I have had my front loader for close to eight years and no odour. It said in the instructions to leave the door to the washer open, so I do.

Unfortunately my dryer doesn't have an air dry setting. That would be really handy. I have some clothes that aren't supposed to go in the dryer and I have to get the cat hair off by other means. 

I did look get full sized that could stack. Stacking the dryer on top of the washer freed up space in my little laundry area.  And, I don't have to bend over to use the dryer.


----------



## CarolPa (Apr 15, 2013)

Cooking Goddess said:


> The only laundry I'll let mine help with is moving stuff from the washer to the dryer.  I'll have the dryer setting and time ready to go - all he has to do is put the stuff in, close the door, and "push the button, max!"  Anything else and I'd be wearing all pink, too-tight clothes!



I am so embarassed to say what I did the first time I did laundry when I moved out on my own.  I put my white undies in the wash with jeans.  I have no idea what I was thinking, other than saving a little money doing only 1 load.  I had grey underwear until I could afford to replace them.  LOL  You learn from your mistakes!

Carol


----------



## PrincessFiona60 (Apr 15, 2013)

I wish there was a clothes line.  The apartment complex doesn't have one.  Not enough room inside to have a rack and Shrek smokes so that is out.  I'm off to do laundry, first time with my homemade laundry soap.  I'm going to wash like I normally do, water temp etc. and decide from today if I will be using all cold water.  I only want to change one thing at a time.


----------



## CWS4322 (Apr 15, 2013)

PrincessFiona60 said:


> I wish there was a clothes line.  The apartment complex doesn't have one.  Not enough room inside to have a rack and Shrek smokes so that is out.  I'm off to do laundry, first time with my homemade laundry soap.  I'm going to wash like I normally do, water temp etc. and decide from today if I will be using all cold water.  I only want to change one thing at a time.


When the weather gets warmer, maybe you can encourage Shrek to smoke outside...use the argument you can save $ on drying clothes if he would smoke outside...


----------



## Cooking Goddess (Apr 15, 2013)

Kylie1969 said:


> CG, do you find you have trouble with hard, stiff towels with the front loader?

*****

▶ [DIRECTIONS]:
Reproduce the laundry discussion word for word, beginning with "When the weather" and ending after "the front loader?".

*****

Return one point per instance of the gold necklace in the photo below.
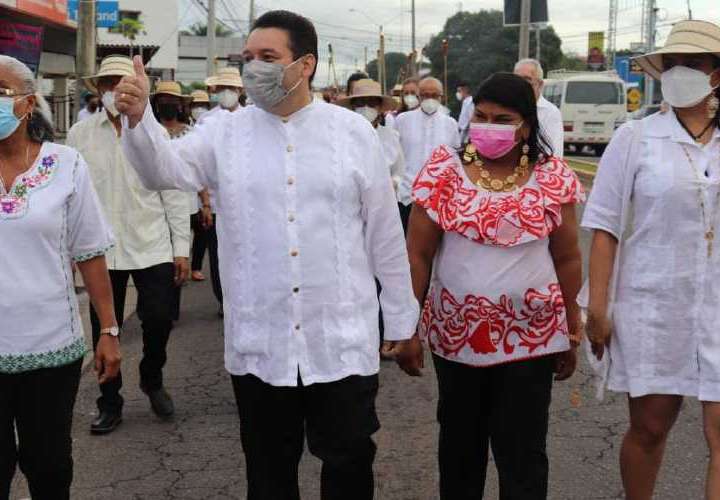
(708, 226)
(486, 181)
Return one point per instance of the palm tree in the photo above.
(200, 29)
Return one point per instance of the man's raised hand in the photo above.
(131, 94)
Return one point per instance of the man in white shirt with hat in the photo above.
(549, 115)
(152, 240)
(226, 89)
(422, 130)
(307, 219)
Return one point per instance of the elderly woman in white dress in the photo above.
(655, 261)
(49, 218)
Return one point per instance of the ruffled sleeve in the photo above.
(559, 183)
(438, 186)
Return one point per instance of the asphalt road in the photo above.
(198, 454)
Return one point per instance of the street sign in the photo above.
(538, 12)
(108, 12)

*****

▶ [ANSWER BOX]:
When the weather gets warmer, maybe you can encourage Shrek to smoke outside...use the argument you can save $ on drying clothes if he would smoke outside...


----------



## Cooking Goddess (Apr 15, 2013)

Kylie1969 said:


> CG, do you find you have trouble with hard, stiff towels with the front loader?